● Stated exercise: Write out only the tail of the records, beginning at the line containing "Task: annotate the ripe" and including the last line, exactly as written.

● Data listing:

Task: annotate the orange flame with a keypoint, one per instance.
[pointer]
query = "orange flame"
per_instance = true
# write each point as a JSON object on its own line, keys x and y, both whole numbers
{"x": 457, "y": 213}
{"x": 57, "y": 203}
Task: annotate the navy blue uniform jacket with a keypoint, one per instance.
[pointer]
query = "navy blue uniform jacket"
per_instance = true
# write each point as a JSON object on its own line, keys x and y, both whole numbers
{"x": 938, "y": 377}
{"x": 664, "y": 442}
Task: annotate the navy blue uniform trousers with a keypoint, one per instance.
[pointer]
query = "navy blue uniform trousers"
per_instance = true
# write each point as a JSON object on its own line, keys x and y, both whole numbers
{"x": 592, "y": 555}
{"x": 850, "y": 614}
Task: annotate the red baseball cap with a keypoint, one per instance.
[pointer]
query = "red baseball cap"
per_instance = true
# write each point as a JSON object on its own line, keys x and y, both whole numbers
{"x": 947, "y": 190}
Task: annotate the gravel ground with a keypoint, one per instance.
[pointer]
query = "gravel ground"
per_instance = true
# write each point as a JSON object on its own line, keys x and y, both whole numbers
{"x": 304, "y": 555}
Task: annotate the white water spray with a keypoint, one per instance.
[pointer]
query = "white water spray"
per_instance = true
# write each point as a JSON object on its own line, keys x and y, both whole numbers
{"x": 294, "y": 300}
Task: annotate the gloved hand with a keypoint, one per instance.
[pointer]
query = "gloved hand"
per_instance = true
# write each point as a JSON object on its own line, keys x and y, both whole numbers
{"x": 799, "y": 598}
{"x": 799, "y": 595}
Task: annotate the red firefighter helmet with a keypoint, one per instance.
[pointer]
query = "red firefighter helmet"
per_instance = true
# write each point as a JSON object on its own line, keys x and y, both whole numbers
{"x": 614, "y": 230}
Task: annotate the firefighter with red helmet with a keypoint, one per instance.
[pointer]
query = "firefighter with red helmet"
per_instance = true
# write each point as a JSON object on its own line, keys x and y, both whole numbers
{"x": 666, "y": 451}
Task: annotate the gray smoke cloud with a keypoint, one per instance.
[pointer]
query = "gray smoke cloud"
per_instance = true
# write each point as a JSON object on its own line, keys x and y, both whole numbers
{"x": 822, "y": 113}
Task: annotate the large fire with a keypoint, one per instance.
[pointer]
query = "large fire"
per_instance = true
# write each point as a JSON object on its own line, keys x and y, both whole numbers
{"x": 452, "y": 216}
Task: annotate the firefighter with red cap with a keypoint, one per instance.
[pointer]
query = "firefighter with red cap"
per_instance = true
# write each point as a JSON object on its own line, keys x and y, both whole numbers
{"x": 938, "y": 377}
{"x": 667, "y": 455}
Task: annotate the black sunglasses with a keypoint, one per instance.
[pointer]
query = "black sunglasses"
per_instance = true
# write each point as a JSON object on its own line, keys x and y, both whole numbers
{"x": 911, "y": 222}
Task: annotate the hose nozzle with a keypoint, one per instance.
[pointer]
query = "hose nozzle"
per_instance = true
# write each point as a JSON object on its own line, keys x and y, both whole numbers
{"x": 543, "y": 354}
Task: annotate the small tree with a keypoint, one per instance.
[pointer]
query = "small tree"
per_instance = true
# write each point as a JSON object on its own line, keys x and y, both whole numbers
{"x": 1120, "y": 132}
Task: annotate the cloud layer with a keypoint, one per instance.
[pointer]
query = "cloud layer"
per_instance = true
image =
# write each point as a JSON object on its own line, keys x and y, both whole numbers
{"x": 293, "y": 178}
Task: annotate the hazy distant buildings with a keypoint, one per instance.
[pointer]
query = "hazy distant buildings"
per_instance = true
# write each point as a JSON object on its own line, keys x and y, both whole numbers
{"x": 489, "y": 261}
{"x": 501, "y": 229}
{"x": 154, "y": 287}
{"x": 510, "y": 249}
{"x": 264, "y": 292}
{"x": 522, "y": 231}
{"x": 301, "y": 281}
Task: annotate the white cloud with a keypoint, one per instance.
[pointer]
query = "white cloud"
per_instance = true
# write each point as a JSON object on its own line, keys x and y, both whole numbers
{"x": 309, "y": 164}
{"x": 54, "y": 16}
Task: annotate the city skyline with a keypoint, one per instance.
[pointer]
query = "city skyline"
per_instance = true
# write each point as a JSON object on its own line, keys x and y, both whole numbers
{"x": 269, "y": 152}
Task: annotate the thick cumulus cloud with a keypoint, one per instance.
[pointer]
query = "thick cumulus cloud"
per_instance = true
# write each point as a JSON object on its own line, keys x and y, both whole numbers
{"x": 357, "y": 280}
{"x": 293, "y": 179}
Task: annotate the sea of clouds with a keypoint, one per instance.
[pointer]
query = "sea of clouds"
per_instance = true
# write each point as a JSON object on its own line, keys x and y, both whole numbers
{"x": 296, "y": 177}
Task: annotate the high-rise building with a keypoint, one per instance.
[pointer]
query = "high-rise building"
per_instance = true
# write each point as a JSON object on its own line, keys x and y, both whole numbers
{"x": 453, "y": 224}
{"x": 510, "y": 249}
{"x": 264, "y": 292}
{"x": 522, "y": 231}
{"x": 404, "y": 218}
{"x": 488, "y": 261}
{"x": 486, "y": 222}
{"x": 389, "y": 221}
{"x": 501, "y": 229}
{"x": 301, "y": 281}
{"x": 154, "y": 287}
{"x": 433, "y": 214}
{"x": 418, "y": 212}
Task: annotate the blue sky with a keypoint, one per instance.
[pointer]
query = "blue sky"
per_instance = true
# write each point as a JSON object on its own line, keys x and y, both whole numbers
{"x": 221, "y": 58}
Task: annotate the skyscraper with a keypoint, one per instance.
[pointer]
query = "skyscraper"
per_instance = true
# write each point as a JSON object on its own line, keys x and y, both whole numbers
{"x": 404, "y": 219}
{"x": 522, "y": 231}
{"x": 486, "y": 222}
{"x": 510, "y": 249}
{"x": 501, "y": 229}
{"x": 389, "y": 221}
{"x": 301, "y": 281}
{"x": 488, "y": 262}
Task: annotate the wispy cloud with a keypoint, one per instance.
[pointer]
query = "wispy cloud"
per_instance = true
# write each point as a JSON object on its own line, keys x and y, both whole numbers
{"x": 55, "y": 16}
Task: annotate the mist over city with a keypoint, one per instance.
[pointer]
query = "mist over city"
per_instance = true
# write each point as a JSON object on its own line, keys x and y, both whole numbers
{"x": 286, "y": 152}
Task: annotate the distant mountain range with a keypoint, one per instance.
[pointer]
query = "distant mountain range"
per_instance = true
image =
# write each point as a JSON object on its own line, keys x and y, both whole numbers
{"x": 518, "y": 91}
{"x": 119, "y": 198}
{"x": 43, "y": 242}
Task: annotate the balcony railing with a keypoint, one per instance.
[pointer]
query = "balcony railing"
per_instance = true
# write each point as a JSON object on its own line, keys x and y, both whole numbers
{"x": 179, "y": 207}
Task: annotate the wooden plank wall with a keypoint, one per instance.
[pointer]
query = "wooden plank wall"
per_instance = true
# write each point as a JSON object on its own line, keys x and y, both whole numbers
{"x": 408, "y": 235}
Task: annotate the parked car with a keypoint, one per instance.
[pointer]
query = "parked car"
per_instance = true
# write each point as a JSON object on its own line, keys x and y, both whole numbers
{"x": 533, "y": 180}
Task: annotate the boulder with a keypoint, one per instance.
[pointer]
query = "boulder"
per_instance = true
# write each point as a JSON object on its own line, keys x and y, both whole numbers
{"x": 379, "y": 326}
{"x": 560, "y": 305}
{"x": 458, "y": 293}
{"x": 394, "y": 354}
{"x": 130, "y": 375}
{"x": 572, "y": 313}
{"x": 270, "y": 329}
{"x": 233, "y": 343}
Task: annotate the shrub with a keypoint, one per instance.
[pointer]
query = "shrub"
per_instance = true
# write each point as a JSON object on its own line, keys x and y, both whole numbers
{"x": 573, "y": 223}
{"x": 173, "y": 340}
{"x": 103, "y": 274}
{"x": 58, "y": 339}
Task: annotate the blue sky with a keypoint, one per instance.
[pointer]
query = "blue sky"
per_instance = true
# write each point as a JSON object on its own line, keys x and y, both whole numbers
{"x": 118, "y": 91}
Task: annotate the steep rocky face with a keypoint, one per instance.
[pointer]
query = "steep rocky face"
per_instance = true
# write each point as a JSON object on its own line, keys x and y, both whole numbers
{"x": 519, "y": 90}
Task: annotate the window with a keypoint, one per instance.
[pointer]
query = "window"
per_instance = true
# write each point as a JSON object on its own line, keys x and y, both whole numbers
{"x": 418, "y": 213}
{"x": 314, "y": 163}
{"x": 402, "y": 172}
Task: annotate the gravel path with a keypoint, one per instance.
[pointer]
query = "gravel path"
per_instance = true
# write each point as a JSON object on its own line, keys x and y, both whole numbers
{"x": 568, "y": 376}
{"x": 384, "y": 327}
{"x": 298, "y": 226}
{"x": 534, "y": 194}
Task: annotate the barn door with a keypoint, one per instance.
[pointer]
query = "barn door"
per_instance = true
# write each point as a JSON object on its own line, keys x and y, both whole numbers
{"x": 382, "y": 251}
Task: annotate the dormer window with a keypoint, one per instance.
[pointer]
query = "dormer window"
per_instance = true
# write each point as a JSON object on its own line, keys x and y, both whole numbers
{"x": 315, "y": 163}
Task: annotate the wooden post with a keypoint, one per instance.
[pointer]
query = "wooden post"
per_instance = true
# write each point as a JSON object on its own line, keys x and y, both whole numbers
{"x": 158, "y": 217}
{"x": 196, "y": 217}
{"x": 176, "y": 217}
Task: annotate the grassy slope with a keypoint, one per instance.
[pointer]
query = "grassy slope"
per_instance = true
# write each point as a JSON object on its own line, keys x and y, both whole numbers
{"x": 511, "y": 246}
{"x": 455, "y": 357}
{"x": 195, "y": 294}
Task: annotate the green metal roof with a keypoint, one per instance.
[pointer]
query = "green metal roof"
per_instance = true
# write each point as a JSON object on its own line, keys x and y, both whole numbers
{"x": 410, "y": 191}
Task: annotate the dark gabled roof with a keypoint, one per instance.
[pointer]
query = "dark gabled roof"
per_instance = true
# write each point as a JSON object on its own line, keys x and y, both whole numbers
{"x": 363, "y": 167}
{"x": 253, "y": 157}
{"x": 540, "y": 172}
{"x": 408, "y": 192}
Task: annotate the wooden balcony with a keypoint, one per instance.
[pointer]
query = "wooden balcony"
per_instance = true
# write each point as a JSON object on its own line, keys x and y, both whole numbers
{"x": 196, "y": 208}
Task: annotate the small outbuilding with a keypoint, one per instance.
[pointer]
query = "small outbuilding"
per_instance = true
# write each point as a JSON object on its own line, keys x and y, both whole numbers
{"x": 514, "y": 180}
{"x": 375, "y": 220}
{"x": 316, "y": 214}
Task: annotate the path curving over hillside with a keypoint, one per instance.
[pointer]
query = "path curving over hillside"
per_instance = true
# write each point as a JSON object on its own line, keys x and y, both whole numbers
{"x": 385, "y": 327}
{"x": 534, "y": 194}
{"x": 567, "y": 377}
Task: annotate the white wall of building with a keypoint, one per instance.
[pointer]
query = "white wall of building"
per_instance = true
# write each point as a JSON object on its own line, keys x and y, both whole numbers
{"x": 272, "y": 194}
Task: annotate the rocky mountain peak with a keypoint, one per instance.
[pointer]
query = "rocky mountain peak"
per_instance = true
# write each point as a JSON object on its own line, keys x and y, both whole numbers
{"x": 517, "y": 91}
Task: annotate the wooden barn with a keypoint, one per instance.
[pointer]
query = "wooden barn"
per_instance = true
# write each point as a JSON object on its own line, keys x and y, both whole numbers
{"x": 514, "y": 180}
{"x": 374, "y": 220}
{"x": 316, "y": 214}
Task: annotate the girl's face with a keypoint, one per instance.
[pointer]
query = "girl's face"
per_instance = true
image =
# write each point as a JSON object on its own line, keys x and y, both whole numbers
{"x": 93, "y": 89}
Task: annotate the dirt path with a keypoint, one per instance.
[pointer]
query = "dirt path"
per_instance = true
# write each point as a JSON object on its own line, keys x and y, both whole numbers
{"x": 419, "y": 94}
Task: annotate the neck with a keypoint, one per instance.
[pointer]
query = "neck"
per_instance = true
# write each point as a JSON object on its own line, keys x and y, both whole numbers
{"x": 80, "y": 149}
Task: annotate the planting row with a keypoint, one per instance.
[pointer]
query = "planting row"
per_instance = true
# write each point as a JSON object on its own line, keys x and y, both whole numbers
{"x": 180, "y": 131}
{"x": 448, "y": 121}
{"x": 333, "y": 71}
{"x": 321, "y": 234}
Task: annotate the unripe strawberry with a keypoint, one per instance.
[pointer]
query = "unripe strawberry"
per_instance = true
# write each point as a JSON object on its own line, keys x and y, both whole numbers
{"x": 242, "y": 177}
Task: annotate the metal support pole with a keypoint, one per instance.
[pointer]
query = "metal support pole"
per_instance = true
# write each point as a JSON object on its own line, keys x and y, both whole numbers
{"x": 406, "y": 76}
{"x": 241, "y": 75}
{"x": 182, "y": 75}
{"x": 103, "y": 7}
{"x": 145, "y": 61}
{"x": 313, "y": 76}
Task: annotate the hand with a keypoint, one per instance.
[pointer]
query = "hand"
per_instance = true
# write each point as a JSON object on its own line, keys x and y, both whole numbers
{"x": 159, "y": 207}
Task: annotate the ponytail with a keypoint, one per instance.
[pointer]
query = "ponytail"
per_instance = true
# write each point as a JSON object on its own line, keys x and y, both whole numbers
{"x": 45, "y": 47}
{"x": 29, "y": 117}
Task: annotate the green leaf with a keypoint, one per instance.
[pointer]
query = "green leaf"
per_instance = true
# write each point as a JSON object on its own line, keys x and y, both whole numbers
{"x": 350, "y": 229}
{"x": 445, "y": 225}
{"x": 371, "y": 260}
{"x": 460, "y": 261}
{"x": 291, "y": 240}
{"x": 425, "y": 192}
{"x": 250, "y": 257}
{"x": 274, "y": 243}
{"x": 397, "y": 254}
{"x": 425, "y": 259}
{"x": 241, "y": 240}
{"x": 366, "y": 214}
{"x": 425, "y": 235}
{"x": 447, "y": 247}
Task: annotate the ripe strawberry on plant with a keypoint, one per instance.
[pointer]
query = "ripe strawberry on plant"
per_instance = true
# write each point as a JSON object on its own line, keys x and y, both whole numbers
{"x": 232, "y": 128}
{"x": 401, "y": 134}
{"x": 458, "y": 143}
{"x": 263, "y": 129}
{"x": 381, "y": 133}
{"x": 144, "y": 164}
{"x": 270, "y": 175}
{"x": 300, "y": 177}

● Task output:
Task: annotate the ripe strawberry on plant with a keypoint, one per instance.
[pointer]
query = "ripe strawberry on plant"
per_instance = true
# write each point as a JSON object on its own line, keys x and y, both whole numbers
{"x": 232, "y": 128}
{"x": 401, "y": 134}
{"x": 458, "y": 143}
{"x": 263, "y": 129}
{"x": 381, "y": 133}
{"x": 144, "y": 164}
{"x": 270, "y": 175}
{"x": 300, "y": 177}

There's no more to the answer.